Mammogram saves lives : Dr. Nilesh D. Mehta
Breast Cancer Screening
Breast Cancer : Dr. Nilesh D. Mehta
All over the world, breast cancer is the most frequently diagnosed malignancy, accounting for over a million cases each year. It continues to be the leading cause of cancer death in women worldwide. Value of mammography in lowering the risk of death from breast cancer has been well known for decades.
While the recommendations for screening women for this disease have gone through some changes, screening mammography is currently recommended every 1–2 years for women 40–74 years of age at average risk. It is imperative for the patients to engage in a dialogue and discussion with their physician about the latest in screening guidelines. In the field of Medicine, “one size fits all” does not always work and individualizing recommendations based on risk factors is the key. Those women who have a family history or a higher risk for developing breast cancer need to be screened more frequently than the general population and average risk women. Screening should continue as long as a woman is in good health and is expected to live 10 more years or longer. Discussions between patient and their health care provider should occur on a regular basis.
One of the major improvements in screening mammography was the transition from films and images to digital mammography. Another recent major technologic advance has been the availability of Digital Breast Tomosynthesis ( DBT) which is referred to as a pseudo “three-dimensional” mammography technique in which multiple low-dose mammographic images are acquired from multiple angles and are then reconstructed into overlapping thin slices. DBT is being increasingly used as a screening tool for the detection of breast cancer. Two-dimensional (2D) mammography and tomosynthesis can be obtained in a single compression, and synthesized 2D projection images can also be reconstructed from the DBT information. One of the facts that we need to remember is that the radiation dose that a woman would receive is nearly double that of digital mammography alone. However, it remains within the established safe dose limits for radiation exposure caused by the screening test. I would recommend to discuss with your physician to find out what type of mammography is being offered at your hospital. Comparison with previous mammograms is undeniably one of the most important issues before Radiologists issue their reports. Obviously, if there are any new findings or any changes that are suspicious, they would require further testing including possibly a biopsy.

### Recorded data
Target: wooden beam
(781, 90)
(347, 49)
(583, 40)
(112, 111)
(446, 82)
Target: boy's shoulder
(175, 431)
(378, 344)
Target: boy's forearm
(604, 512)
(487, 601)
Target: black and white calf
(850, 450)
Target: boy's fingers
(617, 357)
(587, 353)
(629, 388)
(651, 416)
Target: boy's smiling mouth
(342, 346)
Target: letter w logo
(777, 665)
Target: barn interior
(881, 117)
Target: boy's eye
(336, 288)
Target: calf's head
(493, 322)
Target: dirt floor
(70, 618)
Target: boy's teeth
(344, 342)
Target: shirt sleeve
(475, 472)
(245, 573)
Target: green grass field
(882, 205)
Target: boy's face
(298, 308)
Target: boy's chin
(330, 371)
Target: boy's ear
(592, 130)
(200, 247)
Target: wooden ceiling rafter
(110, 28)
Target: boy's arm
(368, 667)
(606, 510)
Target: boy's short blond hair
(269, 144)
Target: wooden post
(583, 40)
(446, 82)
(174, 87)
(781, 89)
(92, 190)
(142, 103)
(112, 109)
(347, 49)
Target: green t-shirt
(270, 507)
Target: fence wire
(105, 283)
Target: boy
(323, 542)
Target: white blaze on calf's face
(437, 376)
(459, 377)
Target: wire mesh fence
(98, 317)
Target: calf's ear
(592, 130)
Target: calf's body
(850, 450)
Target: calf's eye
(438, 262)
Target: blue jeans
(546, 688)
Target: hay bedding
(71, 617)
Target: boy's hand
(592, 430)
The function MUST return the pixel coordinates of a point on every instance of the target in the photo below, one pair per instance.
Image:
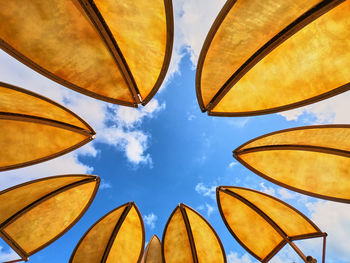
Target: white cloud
(7, 255)
(66, 164)
(150, 220)
(105, 185)
(333, 218)
(206, 191)
(115, 125)
(267, 190)
(232, 164)
(332, 110)
(207, 208)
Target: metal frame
(88, 132)
(286, 239)
(182, 207)
(237, 152)
(127, 208)
(12, 243)
(302, 21)
(92, 12)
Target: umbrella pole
(324, 249)
(296, 249)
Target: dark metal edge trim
(302, 21)
(212, 229)
(230, 229)
(31, 64)
(209, 38)
(89, 179)
(237, 151)
(189, 233)
(168, 51)
(93, 13)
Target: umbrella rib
(101, 26)
(189, 233)
(115, 232)
(274, 42)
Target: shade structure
(112, 50)
(188, 237)
(263, 224)
(119, 236)
(313, 160)
(267, 56)
(153, 251)
(36, 213)
(35, 129)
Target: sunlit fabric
(188, 237)
(153, 251)
(111, 50)
(243, 71)
(262, 224)
(116, 237)
(35, 129)
(35, 214)
(312, 160)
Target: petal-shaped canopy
(188, 237)
(119, 236)
(36, 213)
(267, 56)
(313, 160)
(112, 50)
(262, 224)
(35, 129)
(153, 251)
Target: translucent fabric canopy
(188, 237)
(153, 252)
(267, 56)
(313, 160)
(35, 129)
(112, 50)
(263, 224)
(36, 213)
(119, 236)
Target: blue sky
(169, 152)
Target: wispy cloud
(206, 191)
(150, 220)
(207, 208)
(333, 110)
(232, 164)
(105, 185)
(234, 257)
(7, 255)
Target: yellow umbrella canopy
(263, 224)
(119, 236)
(312, 160)
(153, 252)
(114, 50)
(267, 56)
(36, 213)
(35, 129)
(188, 237)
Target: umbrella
(263, 224)
(119, 236)
(112, 50)
(312, 160)
(35, 129)
(153, 251)
(36, 213)
(267, 56)
(188, 237)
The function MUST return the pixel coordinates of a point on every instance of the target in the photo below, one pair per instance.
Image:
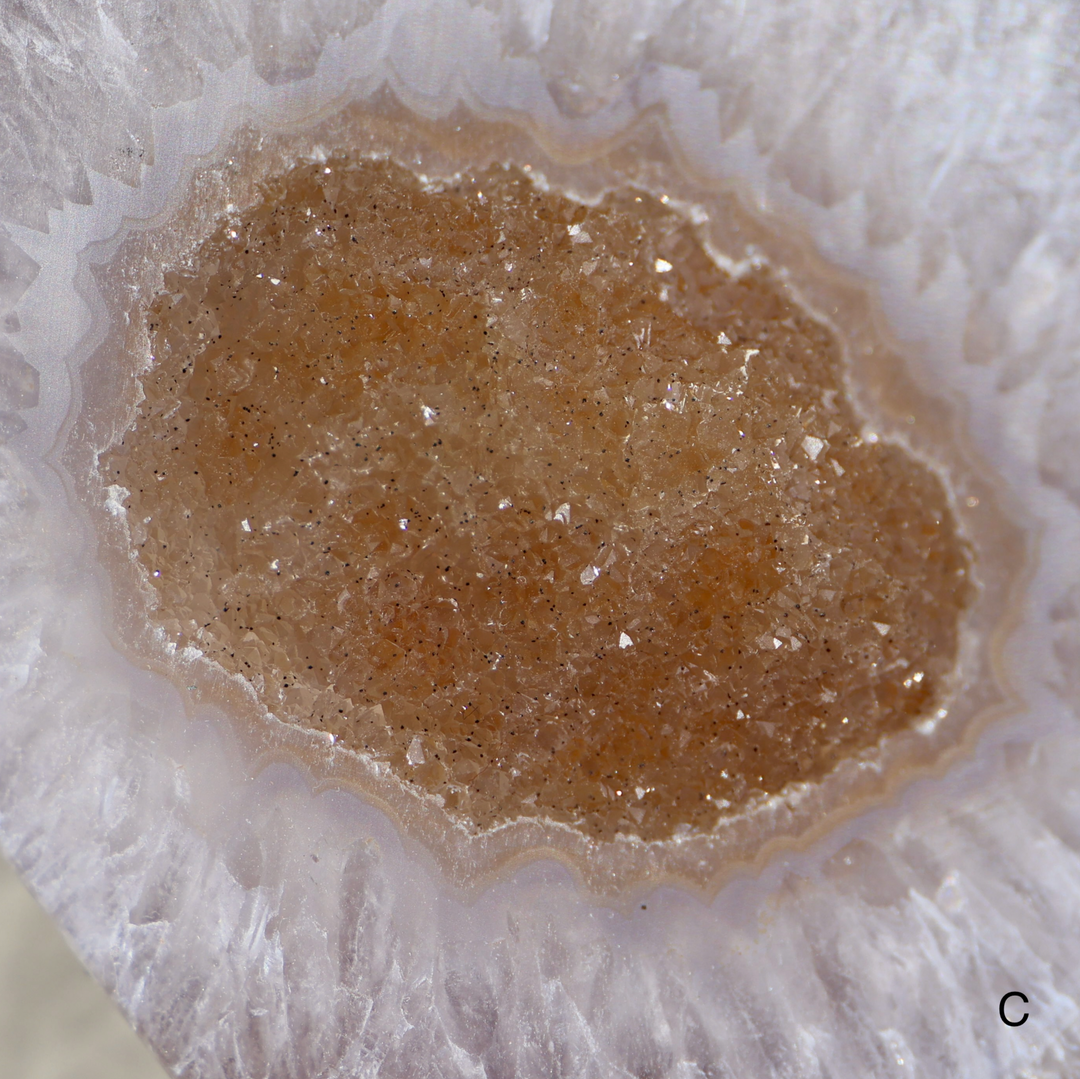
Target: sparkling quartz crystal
(257, 917)
(531, 500)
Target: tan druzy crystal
(531, 501)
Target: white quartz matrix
(254, 927)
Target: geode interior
(531, 500)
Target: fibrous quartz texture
(531, 500)
(254, 925)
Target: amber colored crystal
(532, 501)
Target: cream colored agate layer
(247, 922)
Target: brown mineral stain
(532, 501)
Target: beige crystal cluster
(532, 501)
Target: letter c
(1001, 1010)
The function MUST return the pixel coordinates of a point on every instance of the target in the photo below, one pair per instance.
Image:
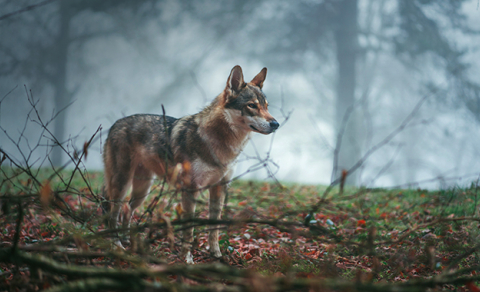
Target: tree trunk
(346, 46)
(62, 96)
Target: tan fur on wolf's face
(249, 106)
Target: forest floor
(273, 237)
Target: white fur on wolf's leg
(189, 258)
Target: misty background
(356, 70)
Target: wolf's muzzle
(274, 124)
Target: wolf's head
(246, 105)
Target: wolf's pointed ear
(235, 80)
(258, 80)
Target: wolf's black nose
(274, 124)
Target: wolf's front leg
(217, 198)
(188, 205)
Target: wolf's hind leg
(141, 183)
(188, 205)
(217, 198)
(117, 189)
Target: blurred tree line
(45, 45)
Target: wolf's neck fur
(219, 129)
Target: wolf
(203, 146)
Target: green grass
(376, 234)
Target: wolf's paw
(117, 245)
(189, 259)
(216, 253)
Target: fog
(415, 106)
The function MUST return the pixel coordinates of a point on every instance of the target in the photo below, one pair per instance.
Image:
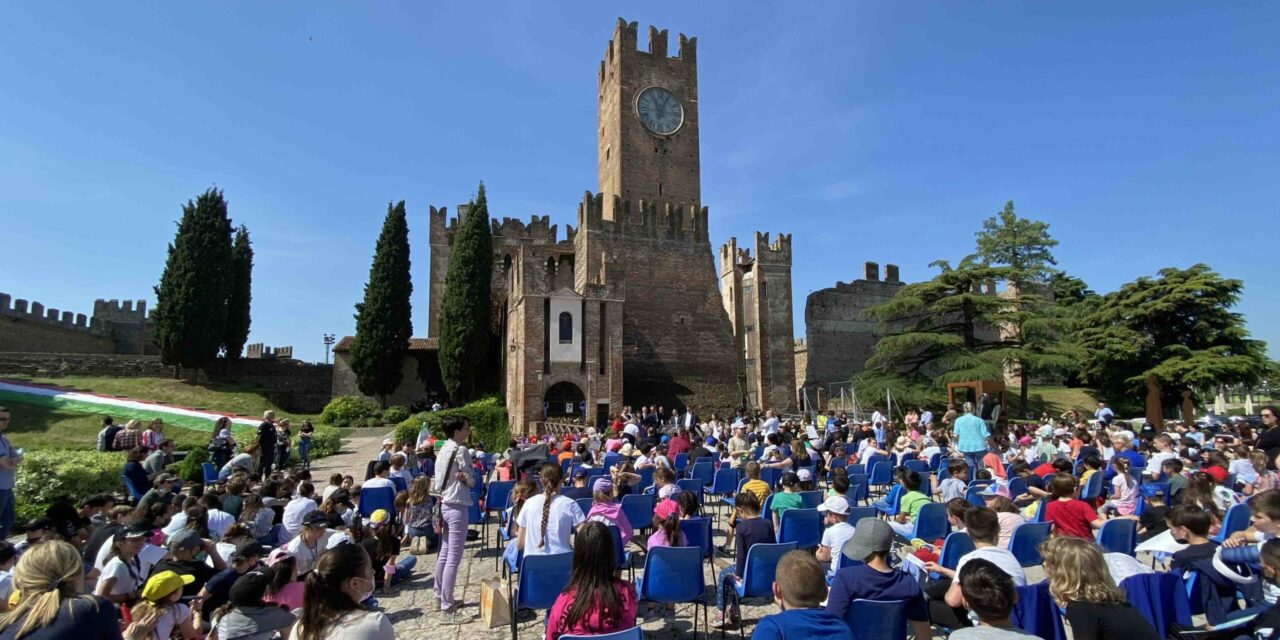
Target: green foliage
(465, 310)
(396, 414)
(346, 411)
(487, 415)
(45, 476)
(1178, 328)
(191, 300)
(384, 319)
(240, 297)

### Parts of the exercise
a – Answer these questions using the text on breast cancer screening.
(i) How often is screening mammography currently recommended for women 40–74 years of age at average risk?
(ii) Which technique does the text call a pseudo "three-dimensional" mammography technique?
(iii) How does the radiation dose from that technique compare with the dose from digital mammography alone?
b – In the breast cancer screening text, reproduce everything from "While the recommendations" down to "a regular basis." word for word.

### Your written answers
a –
(i) Every 1–2 years.
(ii) Digital Breast Tomosynthesis (DBT).
(iii) It is nearly double.

b –
While the recommendations for screening women for this disease have gone through some changes, screening mammography is currently recommended every 1–2 years for women 40–74 years of age at average risk. It is imperative for the patients to engage in a dialogue and discussion with their physician about the latest in screening guidelines. In the field of Medicine, “one size fits all” does not always work and individualizing recommendations based on risk factors is the key. Those women who have a family history or a higher risk for developing breast cancer need to be screened more frequently than the general population and average risk women. Screening should continue as long as a woman is in good health and is expected to live 10 more years or longer. Discussions between patient and their health care provider should occur on a regular basis.